» Source passage:
---
Section 71. Capitalization. - The TIEZA shall have an authorized capital of Two hundred fifty
million pesos (Php250,000,000.00) which shall be fully subscribed by the national government.

Section 72. Funding. - The TIEZA shall obtain the funds for its operations from the following:

(a) Fifty percent (50%) of the proceeds from travel tax collections;

(b) A reasonable share from the collections of the Office of Tourism Resource
Generation, to be determined by the Department;

(c) Income from projects managed by the TIEZA; and

(d) Subsidies or grants from local and foreign sources that may be received by the
TIEZA.

At least five percent (5%) from the travel tax collection which shall accrue to the TIEZA shall be
earmarked for the development of historic, cultural, religious and heritage sites and prime tourist
destinations. Another five percent (6%) shall be earmarked for the development of ecotourism
sites in depressed provinces with strong tourism potentials.
---
» Data:
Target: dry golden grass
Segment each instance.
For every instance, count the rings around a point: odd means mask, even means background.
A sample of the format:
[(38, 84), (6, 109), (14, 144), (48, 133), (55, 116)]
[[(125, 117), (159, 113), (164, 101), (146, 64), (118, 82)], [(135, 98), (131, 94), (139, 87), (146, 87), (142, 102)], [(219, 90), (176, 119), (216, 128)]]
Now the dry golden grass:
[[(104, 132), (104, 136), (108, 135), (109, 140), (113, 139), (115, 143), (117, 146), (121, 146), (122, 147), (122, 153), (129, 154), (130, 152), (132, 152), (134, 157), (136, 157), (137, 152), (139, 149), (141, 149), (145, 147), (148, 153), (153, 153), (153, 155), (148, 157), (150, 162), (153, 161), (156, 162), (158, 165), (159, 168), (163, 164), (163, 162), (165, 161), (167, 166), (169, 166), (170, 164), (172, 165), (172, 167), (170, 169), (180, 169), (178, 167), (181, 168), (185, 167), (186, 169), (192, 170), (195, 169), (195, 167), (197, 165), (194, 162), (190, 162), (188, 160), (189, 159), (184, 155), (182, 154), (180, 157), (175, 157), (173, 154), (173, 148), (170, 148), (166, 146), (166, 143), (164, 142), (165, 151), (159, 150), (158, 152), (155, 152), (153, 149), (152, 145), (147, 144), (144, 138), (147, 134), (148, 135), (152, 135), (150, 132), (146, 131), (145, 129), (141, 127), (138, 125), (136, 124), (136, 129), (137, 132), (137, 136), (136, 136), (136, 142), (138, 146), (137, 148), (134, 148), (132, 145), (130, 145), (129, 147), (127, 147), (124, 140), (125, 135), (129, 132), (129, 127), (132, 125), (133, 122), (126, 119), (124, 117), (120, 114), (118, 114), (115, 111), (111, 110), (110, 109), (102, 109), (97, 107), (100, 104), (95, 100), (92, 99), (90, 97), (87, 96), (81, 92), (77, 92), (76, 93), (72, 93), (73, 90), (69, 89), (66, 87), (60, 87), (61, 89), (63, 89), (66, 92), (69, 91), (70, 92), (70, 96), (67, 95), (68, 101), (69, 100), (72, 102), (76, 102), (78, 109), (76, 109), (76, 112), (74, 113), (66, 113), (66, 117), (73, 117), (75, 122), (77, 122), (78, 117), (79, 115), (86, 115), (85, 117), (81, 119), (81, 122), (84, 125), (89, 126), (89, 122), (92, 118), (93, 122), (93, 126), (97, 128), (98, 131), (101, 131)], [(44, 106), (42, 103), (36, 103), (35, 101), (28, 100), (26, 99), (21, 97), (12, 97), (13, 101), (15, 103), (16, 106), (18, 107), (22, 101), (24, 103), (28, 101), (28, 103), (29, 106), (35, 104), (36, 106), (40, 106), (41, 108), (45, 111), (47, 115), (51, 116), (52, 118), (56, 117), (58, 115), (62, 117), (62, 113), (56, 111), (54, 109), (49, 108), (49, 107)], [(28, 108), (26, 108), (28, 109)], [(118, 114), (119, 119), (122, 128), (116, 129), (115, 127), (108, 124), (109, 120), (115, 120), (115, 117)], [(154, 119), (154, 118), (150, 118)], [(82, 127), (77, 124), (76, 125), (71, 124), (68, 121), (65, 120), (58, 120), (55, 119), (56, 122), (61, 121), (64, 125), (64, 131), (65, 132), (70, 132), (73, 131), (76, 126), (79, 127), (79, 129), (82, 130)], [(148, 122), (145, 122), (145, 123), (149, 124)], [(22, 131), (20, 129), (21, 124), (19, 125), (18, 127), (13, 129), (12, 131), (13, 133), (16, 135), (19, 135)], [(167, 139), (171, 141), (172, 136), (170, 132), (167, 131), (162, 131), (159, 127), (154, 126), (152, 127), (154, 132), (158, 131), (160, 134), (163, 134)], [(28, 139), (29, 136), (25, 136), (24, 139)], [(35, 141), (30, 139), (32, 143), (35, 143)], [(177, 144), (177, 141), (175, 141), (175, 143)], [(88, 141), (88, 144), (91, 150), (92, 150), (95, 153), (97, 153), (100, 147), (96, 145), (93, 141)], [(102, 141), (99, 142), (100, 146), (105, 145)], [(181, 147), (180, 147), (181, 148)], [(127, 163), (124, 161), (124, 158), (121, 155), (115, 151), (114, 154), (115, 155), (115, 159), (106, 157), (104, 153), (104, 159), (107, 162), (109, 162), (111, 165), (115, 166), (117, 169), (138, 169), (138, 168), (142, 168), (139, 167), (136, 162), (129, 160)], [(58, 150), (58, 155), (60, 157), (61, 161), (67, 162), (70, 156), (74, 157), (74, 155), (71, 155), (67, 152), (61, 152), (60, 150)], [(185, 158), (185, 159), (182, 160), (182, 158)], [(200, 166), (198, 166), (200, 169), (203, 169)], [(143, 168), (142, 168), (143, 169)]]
---
» Task requirements:
1 – Render the entries, from their first line through the line containing "[(38, 84), (6, 109), (14, 144), (48, 133), (55, 116)]", as a Markdown table with the columns Row and Content, leaving out blank lines.
2 – Carry the passage on TIEZA capitalization and funding forward from its last sentence.

» Results for the exercise:
1 –
| Row | Content |
|---|---|
| 1 | Target: dry golden grass |
| 2 | Segment each instance. |
| 3 | For every instance, count the rings around a point: odd means mask, even means background. |
| 4 | A sample of the format: |
| 5 | [(38, 84), (6, 109), (14, 144), (48, 133), (55, 116)] |

2 –
Section 73. Collection and Allocation of Travel Taxes. - For purposes of this Act, the TIEZA
shall be the principal agency responsible for the timely collection of travel taxes.
Amounts to be collected by the TIEZA shall be distributed in the manner provided for under this
Act: Provided,That the national government shall look for alternative funding sources for
programs funded by the travel tax in the event of a phase out of travel tax collection following
international agreements.

Pursuant to Section 72 of this Act, fifty percent (50%) of the proceeds from travel tax collections
shall accrue to the TIEZA.

The government’s contribution to the Higher Education Development Fund, equivalent to forty
percent (40%) from the total gross collections of the travel tax, shall be retained: Provided that
the Commission on Higher Education (CHED) shall give priority to tourism - related educational
programs and courses. The ten percent (10%) share of the National Commission for Culture and
the Arts from the total gross collections of the travel tax shall likewise be retained.

Section 74. Exemption from Payment of Corporate Income Tax. - Notwithstanding any provision
of existing laws, decrees, executive orders to the contrary, the TIEZA shall be exempt from the
payment of corporate income tax, as provided under the NIRC.

Section 76. Survey of Resources. - The TIEZA shall, in coordination with appropriate authorities
and neighboring cities and municipalities, conduct a survey of the physical and natural assets and
potentials of the TEZ areas under its jurisdiction.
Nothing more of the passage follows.